◆ Exercise aim
Output the line that contains "like [(484, 284)]." and every line after it to the end of the entries, with nothing added or left out.
- - - - - - -
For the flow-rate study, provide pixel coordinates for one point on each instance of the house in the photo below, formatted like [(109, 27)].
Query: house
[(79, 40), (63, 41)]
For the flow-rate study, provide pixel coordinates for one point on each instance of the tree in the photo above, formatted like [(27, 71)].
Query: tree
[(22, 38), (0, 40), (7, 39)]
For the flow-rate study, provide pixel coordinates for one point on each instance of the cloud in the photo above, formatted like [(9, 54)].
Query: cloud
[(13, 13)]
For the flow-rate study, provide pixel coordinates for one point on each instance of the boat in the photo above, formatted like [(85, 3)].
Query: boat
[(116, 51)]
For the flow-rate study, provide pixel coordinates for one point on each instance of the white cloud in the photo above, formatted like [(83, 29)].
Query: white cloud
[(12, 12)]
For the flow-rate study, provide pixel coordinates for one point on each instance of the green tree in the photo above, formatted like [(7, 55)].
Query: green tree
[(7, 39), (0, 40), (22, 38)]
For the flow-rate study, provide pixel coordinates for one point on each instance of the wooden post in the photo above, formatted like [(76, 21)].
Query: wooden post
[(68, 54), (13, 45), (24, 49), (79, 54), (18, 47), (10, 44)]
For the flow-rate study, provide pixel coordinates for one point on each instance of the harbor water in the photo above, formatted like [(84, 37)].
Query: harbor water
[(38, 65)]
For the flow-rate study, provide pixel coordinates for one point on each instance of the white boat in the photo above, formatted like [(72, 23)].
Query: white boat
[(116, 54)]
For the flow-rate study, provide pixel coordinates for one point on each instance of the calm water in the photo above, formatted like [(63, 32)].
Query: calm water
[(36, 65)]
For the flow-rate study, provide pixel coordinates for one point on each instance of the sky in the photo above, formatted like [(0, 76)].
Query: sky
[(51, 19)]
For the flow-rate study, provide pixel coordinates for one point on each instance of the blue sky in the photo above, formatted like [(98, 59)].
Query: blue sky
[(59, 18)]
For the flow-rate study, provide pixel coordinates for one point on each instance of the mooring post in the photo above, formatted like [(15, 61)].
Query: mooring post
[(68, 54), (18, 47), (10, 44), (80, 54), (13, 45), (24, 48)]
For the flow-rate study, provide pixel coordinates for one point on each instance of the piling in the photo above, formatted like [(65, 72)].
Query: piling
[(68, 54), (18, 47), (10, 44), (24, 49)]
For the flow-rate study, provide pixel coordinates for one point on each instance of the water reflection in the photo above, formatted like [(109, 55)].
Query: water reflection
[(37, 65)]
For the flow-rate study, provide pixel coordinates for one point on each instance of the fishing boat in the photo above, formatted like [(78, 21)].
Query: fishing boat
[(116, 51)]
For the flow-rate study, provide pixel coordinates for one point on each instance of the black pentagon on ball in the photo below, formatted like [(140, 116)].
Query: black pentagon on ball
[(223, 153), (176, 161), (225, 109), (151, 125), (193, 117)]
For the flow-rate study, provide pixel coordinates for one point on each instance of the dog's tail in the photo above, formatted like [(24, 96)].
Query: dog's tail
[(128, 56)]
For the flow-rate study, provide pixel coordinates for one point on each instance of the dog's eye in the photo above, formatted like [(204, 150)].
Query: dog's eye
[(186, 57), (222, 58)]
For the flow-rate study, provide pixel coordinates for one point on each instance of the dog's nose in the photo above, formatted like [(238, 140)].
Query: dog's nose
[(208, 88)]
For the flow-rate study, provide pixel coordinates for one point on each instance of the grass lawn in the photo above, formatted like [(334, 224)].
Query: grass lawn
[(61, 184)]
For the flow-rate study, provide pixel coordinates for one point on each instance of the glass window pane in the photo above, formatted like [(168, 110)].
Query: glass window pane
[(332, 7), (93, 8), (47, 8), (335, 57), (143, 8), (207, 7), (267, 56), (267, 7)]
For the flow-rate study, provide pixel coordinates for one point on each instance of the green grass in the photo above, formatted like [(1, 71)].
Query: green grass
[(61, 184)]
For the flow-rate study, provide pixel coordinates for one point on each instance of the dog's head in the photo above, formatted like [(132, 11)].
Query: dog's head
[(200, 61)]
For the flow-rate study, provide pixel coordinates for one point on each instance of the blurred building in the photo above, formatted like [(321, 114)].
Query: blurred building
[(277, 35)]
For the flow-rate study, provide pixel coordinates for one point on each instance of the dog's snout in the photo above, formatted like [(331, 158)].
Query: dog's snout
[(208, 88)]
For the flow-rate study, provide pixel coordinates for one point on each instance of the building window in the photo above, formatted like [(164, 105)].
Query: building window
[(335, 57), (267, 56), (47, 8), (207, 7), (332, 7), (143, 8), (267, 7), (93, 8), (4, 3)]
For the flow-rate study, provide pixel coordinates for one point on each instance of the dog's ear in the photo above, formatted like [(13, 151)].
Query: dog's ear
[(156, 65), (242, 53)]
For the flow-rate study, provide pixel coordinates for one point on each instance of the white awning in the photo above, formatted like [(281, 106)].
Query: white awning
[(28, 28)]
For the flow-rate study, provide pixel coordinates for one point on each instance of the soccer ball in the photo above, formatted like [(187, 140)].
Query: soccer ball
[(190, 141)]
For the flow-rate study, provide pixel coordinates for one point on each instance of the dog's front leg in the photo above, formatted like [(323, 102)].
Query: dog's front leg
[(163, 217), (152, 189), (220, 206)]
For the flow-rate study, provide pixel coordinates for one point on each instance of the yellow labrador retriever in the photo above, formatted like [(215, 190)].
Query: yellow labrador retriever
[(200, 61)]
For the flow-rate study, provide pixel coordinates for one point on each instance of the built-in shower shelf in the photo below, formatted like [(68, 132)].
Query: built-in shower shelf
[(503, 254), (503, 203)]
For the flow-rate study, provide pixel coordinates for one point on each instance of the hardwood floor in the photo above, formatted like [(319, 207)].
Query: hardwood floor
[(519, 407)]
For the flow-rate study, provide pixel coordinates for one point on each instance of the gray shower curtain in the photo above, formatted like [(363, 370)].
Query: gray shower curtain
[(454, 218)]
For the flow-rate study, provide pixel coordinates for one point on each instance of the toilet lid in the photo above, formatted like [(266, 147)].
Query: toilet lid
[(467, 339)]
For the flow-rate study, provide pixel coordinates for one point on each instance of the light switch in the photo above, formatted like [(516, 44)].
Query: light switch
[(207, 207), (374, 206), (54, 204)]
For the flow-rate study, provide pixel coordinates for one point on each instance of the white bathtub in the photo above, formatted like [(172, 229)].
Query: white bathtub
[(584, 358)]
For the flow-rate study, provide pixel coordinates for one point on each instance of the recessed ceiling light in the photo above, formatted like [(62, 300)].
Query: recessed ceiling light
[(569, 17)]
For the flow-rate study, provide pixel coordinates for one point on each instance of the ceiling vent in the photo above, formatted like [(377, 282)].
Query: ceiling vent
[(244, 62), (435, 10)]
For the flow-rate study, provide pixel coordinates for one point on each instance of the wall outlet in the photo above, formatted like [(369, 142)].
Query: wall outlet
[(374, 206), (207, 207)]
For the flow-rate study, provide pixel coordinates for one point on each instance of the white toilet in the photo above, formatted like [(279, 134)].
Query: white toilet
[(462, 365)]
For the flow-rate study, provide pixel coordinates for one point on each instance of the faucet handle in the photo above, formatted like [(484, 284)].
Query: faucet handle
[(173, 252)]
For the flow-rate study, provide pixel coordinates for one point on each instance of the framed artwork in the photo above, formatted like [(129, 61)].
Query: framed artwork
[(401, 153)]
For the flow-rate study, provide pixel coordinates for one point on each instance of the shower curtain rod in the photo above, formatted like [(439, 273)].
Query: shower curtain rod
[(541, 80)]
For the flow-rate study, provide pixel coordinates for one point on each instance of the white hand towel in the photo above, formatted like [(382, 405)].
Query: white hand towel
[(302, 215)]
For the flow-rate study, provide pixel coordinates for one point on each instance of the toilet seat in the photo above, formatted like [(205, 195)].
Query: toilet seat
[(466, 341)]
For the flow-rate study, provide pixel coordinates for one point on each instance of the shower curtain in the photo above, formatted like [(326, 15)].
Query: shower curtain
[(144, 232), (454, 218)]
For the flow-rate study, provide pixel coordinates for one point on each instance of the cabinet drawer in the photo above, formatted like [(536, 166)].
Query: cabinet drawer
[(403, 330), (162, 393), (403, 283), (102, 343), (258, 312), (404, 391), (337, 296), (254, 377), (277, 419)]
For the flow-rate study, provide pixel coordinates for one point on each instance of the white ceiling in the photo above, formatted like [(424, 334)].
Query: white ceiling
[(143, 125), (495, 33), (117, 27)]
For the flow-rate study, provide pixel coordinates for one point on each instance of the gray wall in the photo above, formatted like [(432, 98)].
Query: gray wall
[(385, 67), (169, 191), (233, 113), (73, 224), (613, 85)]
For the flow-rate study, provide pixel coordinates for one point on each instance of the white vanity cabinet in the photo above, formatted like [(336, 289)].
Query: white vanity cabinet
- - - - - - -
◆ Solution to the exercise
For the flow-rate study, provide pixel coordinates for one point on each instance of the faucet handle in the photo above, formatted like [(484, 284)].
Query: faucet handle
[(173, 252)]
For the flow-rate study, provide pixel coordinates for one point on each instance of the framed artwork in the photo above, formatted like [(129, 61)].
Query: framed artwork
[(401, 153)]
For the flow-rate study, provide pixel coordinates for one point on each instance of the shower curtain rod in the photo above, formatted like [(439, 273)].
Query: shower curtain rod
[(541, 80)]
For the flow-rate study, provide pixel coordinates for one point on each instance of the white hand towel in the photo above, formatted like [(382, 405)].
Query: white hand towel
[(302, 215)]
For the flow-rate study, provide pixel coordinates for one point on each instance of the toilet seat in the photo above, formatted like [(205, 195)].
Query: toilet seat
[(466, 341)]
For the flow-rate study, provide pixel coordinates for one point on each instance of the shower curtain in the photo above, formatted like [(326, 15)].
Query: shower curtain
[(144, 232), (454, 218)]
For the flow-rate study, provide pixel coordinates for one point on each instance of the cabinet drawer in the photo above, formatted like [(536, 166)].
Query: cabinet drawer
[(403, 330), (162, 393), (403, 283), (102, 343), (258, 312), (404, 391), (337, 296), (254, 377), (277, 419)]
For the flow-rate study, provide pixel coordinates for one point on each instance of the white ceiling in the photo above, formatted like [(424, 334)].
Query: white ceiling
[(143, 125), (495, 33), (117, 27)]
For the flow-rate study, provide pixel coordinates for one point on each instance of the gray wall in the photo above, formatted like [(432, 98)].
Query: gray wall
[(385, 67), (169, 191), (233, 113), (73, 224), (613, 85)]
For the flow-rate study, provide pixel coordinates for one point on each instance of the white vanity cabinet in the photo above, formatted like [(336, 289)].
Query: white vanity cabinet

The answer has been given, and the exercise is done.